- [Source passage]:
[Start of Attachment]

If you want the neoclassical version:

What happens when there is an oligopoly in the supply of labor?

Same answer. Nothing good for the consumers of labor.

(See Medicine)

Technological improvements shift supply curves right which is good for consumers.

In a market with perfect competition, which I specifically ruled out by stating that the suppliers of labor from an oligopoly.

Why would you expect technological improvements to only shift supply curves right under perfect competition? I'd also expect it under oligopoly or even monopoly. You also might think there'd be more tech improvement under oligopoly, on Schumpeterian grounds that oligopolists can internalize the benefits of tech research.

[End of Attachment]

- [Your instructions]: Continue the exchange above about oligopoly in the supply of labor, starting after its last sentence.

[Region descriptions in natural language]
[Start of Attachment]

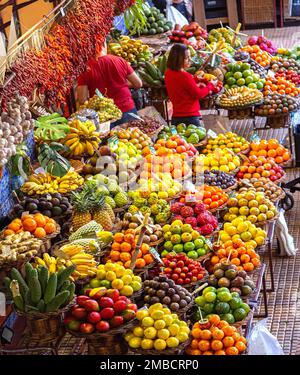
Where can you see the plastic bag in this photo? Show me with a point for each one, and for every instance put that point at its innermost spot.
(262, 342)
(174, 16)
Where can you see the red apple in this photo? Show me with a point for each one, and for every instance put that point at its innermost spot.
(86, 328)
(94, 317)
(102, 326)
(120, 306)
(107, 313)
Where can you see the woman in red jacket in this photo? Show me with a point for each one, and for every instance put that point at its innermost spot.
(182, 88)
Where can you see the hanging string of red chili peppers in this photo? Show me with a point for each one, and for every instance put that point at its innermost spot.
(68, 47)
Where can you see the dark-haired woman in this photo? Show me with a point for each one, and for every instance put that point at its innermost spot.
(182, 88)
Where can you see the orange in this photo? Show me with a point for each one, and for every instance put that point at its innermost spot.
(50, 228)
(228, 341)
(217, 345)
(40, 220)
(125, 246)
(203, 345)
(29, 224)
(40, 232)
(119, 237)
(232, 351)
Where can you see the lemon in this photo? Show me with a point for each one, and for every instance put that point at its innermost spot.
(110, 275)
(160, 344)
(148, 322)
(127, 279)
(150, 332)
(135, 342)
(163, 334)
(157, 314)
(182, 336)
(117, 284)
(126, 291)
(174, 329)
(159, 324)
(172, 342)
(110, 267)
(138, 332)
(141, 314)
(147, 344)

[End of Attachment]

- [Answer space]:
A monopolist has no reason to decrease price because there is no competition. As we saw with Bell Labas in the US it is entirely possible for a monopoly to both have world class research and burry it for decades, viz. magnetic storage https://gizmodo.com/how-ma-bell-shelved-the-future-for-60-ye...

Oligopolists are in the same boat. But there needs to be a conspiracy to retard innovation. Something tech companies are only too happy to do: https://journals.law.unc.edu/ncjolt/blogs/wage-fixing-scheme...

Technological improvements don't reduce prices as much in a monopoly, but they still do reduce prices to increase profits. Profit is always maximized at MR=MC, in perfect competition, oligopoly, or monopoly.